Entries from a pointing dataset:
┌──

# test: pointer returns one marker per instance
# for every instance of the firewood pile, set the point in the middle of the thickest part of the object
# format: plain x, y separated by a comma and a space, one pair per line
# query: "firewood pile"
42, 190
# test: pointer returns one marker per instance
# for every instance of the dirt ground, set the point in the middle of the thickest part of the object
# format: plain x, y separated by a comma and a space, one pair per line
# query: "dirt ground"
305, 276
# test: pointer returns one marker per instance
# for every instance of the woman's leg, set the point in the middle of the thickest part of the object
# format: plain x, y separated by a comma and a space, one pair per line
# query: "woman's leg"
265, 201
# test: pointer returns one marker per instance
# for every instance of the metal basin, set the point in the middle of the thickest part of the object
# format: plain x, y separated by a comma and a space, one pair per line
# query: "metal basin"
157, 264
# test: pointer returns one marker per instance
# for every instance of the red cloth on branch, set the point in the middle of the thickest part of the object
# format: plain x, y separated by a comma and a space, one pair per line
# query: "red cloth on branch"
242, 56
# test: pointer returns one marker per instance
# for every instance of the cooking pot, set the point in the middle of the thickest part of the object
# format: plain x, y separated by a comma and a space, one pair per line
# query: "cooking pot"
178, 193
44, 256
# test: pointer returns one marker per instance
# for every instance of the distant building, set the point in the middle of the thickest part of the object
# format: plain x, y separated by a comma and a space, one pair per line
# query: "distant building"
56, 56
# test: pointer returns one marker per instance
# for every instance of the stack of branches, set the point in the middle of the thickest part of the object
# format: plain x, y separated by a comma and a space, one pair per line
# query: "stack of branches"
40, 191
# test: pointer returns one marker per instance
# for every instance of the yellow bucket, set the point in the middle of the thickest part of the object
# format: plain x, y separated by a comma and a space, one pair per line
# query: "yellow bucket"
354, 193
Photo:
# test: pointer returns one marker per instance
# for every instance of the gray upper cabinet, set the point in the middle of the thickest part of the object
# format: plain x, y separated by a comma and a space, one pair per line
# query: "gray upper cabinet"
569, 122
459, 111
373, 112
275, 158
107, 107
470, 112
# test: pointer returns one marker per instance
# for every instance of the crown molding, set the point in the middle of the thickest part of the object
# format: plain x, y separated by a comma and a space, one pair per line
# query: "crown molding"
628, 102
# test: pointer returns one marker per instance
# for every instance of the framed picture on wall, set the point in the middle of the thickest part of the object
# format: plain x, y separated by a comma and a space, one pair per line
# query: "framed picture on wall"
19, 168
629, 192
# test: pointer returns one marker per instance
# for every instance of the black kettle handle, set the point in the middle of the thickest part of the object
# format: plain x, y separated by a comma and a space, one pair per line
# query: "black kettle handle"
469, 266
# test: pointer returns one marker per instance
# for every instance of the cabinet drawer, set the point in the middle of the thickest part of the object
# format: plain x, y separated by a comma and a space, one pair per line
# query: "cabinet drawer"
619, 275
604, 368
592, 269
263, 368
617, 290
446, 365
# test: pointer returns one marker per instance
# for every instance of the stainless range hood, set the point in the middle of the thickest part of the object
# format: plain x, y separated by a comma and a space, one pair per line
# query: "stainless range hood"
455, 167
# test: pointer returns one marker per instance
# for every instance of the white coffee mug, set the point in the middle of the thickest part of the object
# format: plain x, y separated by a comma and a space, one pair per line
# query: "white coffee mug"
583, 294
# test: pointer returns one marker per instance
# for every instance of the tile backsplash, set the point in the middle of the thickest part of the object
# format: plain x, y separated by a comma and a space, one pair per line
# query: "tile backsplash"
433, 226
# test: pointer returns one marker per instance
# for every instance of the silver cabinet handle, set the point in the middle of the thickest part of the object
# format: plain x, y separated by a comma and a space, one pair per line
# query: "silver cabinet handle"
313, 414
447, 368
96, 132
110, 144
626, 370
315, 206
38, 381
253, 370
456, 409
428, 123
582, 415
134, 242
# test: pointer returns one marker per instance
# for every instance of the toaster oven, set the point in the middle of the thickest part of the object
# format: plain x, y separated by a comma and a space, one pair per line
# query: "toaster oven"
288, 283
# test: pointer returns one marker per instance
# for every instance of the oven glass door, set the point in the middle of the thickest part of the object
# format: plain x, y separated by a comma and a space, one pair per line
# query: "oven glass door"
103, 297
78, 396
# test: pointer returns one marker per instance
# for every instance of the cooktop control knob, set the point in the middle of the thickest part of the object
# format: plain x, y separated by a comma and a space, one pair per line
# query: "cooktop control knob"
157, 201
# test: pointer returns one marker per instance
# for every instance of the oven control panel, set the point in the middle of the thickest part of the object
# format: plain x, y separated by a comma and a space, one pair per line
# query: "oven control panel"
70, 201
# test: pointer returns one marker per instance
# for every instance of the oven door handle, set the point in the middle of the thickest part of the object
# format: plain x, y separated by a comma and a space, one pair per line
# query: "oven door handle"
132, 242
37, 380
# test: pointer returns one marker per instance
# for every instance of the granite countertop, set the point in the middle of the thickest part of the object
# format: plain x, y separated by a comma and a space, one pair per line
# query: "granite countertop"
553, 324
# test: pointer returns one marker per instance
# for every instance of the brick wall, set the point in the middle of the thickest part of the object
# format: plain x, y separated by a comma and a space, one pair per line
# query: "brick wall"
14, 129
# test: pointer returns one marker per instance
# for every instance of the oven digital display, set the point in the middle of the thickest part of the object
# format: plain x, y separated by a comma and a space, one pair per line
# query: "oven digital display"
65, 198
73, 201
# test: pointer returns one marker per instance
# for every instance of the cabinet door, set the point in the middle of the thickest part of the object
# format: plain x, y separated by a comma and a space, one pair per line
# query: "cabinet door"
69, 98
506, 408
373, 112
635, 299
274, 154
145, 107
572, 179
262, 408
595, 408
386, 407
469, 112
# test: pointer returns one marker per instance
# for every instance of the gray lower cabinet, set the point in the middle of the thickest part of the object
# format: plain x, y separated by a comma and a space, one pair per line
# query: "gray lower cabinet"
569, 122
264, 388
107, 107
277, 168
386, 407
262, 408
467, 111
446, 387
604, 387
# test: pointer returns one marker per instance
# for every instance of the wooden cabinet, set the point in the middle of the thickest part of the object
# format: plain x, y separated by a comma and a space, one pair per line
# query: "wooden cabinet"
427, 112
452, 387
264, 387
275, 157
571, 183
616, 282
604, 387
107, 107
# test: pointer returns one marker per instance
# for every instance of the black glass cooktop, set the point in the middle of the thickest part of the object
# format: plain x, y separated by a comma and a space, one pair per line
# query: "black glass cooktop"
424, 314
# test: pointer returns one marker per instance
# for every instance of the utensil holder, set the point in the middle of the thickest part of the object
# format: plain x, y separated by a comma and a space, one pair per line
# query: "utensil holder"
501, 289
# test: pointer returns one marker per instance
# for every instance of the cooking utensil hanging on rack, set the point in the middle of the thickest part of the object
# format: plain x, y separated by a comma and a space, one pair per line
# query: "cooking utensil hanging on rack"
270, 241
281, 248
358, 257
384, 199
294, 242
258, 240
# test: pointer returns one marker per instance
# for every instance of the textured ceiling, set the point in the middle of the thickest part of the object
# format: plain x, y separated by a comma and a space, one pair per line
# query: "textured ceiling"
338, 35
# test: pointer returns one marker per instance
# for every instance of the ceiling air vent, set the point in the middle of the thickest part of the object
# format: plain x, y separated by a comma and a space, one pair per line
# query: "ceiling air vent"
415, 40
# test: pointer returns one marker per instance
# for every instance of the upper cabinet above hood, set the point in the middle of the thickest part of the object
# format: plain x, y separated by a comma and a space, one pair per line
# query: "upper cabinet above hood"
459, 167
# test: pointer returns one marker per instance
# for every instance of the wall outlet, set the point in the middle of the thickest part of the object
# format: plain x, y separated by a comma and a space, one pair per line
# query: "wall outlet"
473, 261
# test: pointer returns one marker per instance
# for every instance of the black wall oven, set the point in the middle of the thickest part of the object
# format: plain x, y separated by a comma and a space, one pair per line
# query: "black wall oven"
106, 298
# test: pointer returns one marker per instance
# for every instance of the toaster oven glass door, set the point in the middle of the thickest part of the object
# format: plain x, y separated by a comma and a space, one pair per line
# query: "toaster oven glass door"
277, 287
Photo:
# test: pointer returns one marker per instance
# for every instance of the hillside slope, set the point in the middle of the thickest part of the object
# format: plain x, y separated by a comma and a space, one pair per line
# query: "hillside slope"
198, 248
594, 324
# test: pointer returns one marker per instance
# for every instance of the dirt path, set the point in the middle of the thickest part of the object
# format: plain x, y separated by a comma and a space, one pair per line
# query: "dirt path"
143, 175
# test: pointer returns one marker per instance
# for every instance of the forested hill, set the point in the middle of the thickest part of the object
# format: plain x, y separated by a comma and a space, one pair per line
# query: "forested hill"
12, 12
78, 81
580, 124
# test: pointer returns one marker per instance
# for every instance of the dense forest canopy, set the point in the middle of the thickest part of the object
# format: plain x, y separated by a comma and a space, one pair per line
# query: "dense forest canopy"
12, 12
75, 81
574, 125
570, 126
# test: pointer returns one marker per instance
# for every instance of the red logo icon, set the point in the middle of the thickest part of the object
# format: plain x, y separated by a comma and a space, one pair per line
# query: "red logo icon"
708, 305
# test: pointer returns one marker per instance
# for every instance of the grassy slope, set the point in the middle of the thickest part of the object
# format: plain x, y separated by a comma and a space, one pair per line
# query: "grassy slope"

└──

Task requirements: Pull out every line above that contains the string "countertop", copying each one in full.

Written answer:
# for every instance of the granite countertop, set the point in the middle of the thickest part of the object
# query: "granite countertop"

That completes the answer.